EXERCISE GOAL :: Recast the stretch from the first line of the rows through the line containing "69, 34, 121, 60", both included, as a JSON list of strings with one string per line and blank lines left out. Include nothing after that line.

EXTRACTED DATA ::

--- Begin ---

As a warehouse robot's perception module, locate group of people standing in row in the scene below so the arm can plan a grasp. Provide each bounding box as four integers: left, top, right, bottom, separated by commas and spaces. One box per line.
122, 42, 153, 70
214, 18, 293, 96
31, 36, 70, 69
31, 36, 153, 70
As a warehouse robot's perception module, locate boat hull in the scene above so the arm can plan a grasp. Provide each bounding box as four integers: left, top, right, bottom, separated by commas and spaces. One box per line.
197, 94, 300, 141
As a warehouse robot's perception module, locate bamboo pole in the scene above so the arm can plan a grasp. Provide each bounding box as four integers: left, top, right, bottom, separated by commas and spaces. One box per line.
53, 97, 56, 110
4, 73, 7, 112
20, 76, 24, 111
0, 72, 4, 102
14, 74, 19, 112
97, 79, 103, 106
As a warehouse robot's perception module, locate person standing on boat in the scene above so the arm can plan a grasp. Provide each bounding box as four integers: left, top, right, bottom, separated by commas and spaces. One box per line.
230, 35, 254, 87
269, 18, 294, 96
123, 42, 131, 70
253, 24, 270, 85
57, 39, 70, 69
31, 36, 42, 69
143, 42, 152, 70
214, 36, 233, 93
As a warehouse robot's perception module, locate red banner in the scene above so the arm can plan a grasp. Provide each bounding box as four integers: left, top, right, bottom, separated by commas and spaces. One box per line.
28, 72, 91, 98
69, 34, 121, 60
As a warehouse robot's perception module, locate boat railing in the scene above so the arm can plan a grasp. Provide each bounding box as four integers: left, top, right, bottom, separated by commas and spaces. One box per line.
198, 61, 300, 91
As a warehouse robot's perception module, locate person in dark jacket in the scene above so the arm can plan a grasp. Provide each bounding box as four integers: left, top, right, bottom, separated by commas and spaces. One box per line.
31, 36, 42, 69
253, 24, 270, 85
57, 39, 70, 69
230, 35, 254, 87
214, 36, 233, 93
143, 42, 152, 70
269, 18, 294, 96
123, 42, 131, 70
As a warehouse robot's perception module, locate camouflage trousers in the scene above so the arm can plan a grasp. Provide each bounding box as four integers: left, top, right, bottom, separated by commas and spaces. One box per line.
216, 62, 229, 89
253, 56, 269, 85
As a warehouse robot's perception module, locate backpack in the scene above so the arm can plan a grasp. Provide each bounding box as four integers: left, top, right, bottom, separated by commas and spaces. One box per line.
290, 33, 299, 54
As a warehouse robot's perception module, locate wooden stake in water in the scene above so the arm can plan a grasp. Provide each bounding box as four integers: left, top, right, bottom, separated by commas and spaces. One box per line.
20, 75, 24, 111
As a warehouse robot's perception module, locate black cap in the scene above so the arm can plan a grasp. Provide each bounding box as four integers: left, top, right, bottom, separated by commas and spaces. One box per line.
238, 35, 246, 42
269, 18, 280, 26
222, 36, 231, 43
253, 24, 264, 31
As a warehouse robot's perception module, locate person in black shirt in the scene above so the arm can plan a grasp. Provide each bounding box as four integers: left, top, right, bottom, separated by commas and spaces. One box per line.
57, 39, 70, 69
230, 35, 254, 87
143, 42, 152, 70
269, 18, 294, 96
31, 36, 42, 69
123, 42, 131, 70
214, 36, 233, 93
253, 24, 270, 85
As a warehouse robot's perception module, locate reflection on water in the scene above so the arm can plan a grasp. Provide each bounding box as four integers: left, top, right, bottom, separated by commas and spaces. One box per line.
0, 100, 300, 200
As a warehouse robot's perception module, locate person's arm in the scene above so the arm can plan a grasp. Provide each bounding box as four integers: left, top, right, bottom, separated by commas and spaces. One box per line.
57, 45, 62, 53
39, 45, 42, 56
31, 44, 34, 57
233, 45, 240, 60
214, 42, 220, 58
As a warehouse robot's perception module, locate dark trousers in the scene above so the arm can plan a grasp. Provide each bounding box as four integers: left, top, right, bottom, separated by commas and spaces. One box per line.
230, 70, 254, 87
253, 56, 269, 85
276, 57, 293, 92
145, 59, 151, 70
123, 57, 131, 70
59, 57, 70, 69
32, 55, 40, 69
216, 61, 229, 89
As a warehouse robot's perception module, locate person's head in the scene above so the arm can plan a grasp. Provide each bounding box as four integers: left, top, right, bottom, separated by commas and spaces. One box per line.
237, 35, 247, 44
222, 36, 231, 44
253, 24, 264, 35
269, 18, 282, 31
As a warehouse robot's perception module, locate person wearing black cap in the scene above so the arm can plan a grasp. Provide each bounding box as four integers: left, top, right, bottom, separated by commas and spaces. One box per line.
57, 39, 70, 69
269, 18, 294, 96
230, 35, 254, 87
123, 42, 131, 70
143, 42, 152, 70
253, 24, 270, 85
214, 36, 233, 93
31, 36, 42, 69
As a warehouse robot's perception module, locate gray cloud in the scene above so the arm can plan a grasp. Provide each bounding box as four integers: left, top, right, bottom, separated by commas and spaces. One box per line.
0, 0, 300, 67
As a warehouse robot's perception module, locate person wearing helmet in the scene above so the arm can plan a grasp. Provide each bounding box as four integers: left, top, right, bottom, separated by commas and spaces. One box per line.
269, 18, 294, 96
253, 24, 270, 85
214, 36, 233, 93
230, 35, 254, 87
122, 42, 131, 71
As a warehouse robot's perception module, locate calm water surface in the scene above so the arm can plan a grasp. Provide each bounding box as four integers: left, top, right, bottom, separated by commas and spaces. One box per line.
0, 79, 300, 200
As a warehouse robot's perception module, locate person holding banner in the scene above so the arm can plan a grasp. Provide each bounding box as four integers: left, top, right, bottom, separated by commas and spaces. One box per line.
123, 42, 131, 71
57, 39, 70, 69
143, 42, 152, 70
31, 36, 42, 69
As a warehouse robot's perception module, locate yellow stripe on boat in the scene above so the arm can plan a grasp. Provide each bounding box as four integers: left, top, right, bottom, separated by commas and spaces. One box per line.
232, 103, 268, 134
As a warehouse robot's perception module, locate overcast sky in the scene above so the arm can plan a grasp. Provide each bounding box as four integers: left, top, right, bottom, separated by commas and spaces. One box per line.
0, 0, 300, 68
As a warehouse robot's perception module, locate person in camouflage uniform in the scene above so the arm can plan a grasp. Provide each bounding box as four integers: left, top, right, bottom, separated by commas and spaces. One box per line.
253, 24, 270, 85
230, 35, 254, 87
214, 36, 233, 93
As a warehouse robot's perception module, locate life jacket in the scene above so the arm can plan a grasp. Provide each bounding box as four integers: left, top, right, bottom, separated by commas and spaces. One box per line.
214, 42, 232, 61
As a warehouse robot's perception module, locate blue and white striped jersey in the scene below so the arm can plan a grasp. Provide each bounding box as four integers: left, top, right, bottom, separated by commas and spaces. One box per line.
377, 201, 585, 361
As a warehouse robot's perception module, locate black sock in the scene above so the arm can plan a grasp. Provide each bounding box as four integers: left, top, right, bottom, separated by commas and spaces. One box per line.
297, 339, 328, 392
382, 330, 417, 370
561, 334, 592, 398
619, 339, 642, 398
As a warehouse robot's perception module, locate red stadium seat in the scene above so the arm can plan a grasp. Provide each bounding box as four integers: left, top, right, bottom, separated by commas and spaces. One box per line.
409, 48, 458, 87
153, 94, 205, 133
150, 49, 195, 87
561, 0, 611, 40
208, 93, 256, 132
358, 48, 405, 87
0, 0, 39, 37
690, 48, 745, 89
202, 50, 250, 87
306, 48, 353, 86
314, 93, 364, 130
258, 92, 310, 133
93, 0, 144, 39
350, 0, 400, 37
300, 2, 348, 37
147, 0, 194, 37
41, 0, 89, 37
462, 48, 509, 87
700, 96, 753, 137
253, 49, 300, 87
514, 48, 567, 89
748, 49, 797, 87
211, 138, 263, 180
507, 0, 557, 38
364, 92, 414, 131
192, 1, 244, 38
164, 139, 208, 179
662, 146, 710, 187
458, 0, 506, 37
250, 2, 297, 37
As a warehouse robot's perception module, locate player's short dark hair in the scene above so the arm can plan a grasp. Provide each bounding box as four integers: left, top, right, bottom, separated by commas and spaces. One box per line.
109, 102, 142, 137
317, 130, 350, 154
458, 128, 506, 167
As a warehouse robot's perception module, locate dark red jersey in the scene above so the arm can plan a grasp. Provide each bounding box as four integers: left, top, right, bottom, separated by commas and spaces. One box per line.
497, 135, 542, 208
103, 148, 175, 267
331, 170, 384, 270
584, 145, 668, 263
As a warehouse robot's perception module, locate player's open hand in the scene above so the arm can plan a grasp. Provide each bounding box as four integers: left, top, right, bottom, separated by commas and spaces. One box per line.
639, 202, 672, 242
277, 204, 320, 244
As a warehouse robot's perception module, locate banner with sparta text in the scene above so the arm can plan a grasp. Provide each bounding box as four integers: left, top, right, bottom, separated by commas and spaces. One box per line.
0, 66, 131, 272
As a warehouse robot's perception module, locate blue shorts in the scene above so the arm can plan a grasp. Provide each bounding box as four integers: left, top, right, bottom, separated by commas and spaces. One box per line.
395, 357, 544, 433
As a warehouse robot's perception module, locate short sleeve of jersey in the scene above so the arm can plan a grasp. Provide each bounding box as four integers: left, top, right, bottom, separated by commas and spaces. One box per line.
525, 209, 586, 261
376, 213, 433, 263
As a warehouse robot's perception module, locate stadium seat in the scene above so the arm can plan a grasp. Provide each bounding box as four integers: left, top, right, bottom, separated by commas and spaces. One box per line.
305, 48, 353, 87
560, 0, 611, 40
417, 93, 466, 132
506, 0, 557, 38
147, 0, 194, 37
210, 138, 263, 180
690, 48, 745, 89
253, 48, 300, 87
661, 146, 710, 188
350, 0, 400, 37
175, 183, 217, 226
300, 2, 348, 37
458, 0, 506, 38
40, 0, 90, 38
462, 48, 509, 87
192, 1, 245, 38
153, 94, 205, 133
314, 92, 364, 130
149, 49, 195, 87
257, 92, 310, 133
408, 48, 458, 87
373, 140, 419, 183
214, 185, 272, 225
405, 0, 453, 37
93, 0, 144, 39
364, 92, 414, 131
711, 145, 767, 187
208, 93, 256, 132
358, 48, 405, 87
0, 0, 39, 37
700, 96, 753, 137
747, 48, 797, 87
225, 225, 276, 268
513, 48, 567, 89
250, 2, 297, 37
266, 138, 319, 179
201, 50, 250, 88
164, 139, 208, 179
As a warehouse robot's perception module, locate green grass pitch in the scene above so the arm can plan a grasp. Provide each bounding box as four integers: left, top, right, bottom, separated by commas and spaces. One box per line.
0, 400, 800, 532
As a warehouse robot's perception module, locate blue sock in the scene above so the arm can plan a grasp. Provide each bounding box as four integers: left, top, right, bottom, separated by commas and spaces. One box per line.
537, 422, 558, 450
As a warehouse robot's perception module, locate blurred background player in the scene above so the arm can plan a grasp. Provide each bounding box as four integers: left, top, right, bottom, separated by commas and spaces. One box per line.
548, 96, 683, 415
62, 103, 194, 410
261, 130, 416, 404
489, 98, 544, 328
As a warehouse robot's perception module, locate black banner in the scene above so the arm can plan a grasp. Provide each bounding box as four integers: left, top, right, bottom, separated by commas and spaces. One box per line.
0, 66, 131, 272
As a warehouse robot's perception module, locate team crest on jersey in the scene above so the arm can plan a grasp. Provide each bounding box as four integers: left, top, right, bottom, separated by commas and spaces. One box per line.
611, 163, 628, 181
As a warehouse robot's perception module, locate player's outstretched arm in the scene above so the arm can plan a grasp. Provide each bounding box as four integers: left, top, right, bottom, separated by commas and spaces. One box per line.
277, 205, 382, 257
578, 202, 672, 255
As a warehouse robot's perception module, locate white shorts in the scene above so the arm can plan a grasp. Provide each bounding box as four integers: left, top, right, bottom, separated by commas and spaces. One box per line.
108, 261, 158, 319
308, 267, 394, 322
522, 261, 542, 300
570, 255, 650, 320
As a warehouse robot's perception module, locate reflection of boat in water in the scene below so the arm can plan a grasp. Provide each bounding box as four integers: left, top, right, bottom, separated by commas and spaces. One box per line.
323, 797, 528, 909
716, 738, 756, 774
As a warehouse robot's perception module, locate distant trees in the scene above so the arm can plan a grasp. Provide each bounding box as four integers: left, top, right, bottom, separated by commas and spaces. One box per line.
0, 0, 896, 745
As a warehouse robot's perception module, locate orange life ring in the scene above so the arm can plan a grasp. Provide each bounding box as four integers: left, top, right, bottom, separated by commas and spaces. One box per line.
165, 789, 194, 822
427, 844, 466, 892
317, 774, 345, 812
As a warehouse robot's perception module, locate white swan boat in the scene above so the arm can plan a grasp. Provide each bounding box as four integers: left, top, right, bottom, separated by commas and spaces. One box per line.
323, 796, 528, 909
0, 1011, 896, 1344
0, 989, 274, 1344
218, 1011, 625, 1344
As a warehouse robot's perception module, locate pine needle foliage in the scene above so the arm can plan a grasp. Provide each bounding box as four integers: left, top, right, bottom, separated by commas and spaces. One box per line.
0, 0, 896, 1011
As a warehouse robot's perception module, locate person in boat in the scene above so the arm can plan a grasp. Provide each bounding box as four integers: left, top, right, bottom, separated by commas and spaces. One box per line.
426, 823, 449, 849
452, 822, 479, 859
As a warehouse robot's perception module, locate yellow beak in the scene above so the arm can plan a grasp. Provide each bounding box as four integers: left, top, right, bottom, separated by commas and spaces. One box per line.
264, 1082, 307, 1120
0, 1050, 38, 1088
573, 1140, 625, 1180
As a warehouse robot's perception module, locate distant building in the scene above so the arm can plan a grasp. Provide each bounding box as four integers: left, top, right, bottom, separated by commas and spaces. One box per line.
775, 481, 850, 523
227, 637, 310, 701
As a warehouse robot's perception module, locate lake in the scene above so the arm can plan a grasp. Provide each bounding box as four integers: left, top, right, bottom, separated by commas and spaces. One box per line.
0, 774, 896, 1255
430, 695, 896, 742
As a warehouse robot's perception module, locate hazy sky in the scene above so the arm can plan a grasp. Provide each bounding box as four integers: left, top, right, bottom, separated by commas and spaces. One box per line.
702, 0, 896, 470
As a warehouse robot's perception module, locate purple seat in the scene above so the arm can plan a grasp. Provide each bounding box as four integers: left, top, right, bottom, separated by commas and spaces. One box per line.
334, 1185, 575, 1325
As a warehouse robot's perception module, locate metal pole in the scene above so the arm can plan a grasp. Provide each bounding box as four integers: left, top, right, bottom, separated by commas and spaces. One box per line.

--- End ---

SOLUTION TO THE PROBLEM ::
[
  "As a warehouse robot's perception module, locate group of people standing in row in the scene below so the arm can plan a grasp. Provide each bounding box as four integers: left, top, right, bottom, separated by commas and spaces. One box per line.",
  "122, 42, 153, 70",
  "214, 18, 293, 96",
  "31, 36, 70, 69",
  "31, 36, 153, 70",
  "As a warehouse robot's perception module, locate boat hull in the scene above so the arm can plan a grasp. Provide each bounding box as four integers: left, top, right, bottom, separated by commas and spaces. One box per line.",
  "197, 94, 300, 141",
  "As a warehouse robot's perception module, locate bamboo pole in the scene above so the arm can plan a grasp. Provide each bounding box as four integers: left, top, right, bottom, separated by commas and spaces. One box per line.",
  "53, 97, 56, 110",
  "4, 73, 7, 112",
  "20, 76, 24, 111",
  "0, 72, 4, 102",
  "14, 74, 19, 112",
  "97, 79, 103, 106",
  "As a warehouse robot's perception module, locate person standing on boat in the scene above so the arm can plan a grasp. Provide each bounding box as four integers: left, top, right, bottom, separated by commas and spaces. One box per line.",
  "230, 35, 254, 87",
  "269, 18, 294, 96",
  "123, 42, 131, 70",
  "253, 24, 270, 85",
  "57, 39, 70, 69",
  "31, 36, 42, 69",
  "143, 42, 152, 70",
  "214, 36, 233, 93",
  "As a warehouse robot's perception module, locate red banner in the scene above so the arm can plan a grasp. Provide each bounding box as four integers: left, top, right, bottom, separated by commas and spaces. One box per line.",
  "28, 72, 91, 98",
  "69, 34, 121, 60"
]